::: TEXT BLOCK :::

(More) March Madness

The Ivy League announces post-season basketball tournaments.

While winning five consecutive Ivy League championships from 2011-2015, the Harvard men’s basketball team twice participated in a one-game playoff to decide who would receive the league’s automatic bid to the NCAA tournament: a heartbreaking 63-62 loss to Princeton on a buzzer beater in 2011 and a thrilling 53-51 win over Yale last year that ended when a last-second Yale attempt rimmed out.

From now on, if the Crimson is to receive the league’s automatic bid to the NCAA tournament, it will again have to win in a playoff format: the Ivy League announced today that beginning next March, the conference will have two four-team tournaments to decide which men’s and women’s teams will automatically qualify for the NCAA tournament. The inaugural event will take place March 11-12, 2017, at the Palestra in Philadelphia, an historic venue often referred to as “the cathedral of college basketball.” Both semi-finals will be played on Saturday, with the championship games on Sunday—the same day the field for the NCAA men’s tournament is chosen.

The decision, reached in a vote by the Council of Ivy Presidents earlier this academic year, has already prompted debate about whether the tournament will enhance or diminish the league’s rich basketball tradition, not to mention its increasingly high-profile product. For years, the conference was the only league that awarded its automatic NCAA bid to the regular-season champion—a format that created drama throughout the 14-game Ivy season and, many believed, increased the likelihood that the league would send its best teams to March Madness.

Speaking by telephone earlier today, Kathy Orton, a reporter for The Washington Post and the author of Outside the Limelight, a book on the 2005-2006 Ivy men’s basketball season, argued that transitioning away from this format comes at a price. “The Ivy League’s distinction,” she said, “always was that it alone was the only one that did not have a conference tournament, that rewarded its regular-season champion with the NCAA bid.” By moving away from that, the league is losing “the one thing that set it apart from everybody else in basketball.”

:::

▶ EXERCISE REQUIREMENTS
Reproduce the Ivy League tournament article above word for word, from its title through the final sentence.

::: DATASET EXTRACT :::

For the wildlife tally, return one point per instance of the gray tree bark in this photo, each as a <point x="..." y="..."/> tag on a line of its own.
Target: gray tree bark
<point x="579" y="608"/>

:::

▶ RESPONSE FOR THIS EXERCISE
(More) March Madness

The Ivy League announces post-season basketball tournaments.

While winning five consecutive Ivy League championships from 2011-2015, the Harvard men’s basketball team twice participated in a one-game playoff to decide who would receive the league’s automatic bid to the NCAA tournament: a heartbreaking 63-62 loss to Princeton on a buzzer beater in 2011 and a thrilling 53-51 win over Yale last year that ended when a last-second Yale attempt rimmed out.

From now on, if the Crimson is to receive the league’s automatic bid to the NCAA tournament, it will again have to win in a playoff format: the Ivy League announced today that beginning next March, the conference will have two four-team tournaments to decide which men’s and women’s teams will automatically qualify for the NCAA tournament. The inaugural event will take place March 11-12, 2017, at the Palestra in Philadelphia, an historic venue often referred to as “the cathedral of college basketball.” Both semi-finals will be played on Saturday, with the championship games on Sunday—the same day the field for the NCAA men’s tournament is chosen.

The decision, reached in a vote by the Council of Ivy Presidents earlier this academic year, has already prompted debate about whether the tournament will enhance or diminish the league’s rich basketball tradition, not to mention its increasingly high-profile product. For years, the conference was the only league that awarded its automatic NCAA bid to the regular-season champion—a format that created drama throughout the 14-game Ivy season and, many believed, increased the likelihood that the league would send its best teams to March Madness.

Speaking by telephone earlier today, Kathy Orton, a reporter for The Washington Post and the author of Outside the Limelight, a book on the 2005-2006 Ivy men’s basketball season, argued that transitioning away from this format comes at a price. “The Ivy League’s distinction,” she said, “always was that it alone was the only one that did not have a conference tournament, that rewarded its regular-season champion with the NCAA bid.” By moving away from that, the league is losing “the one thing that set it apart from everybody else in basketball.”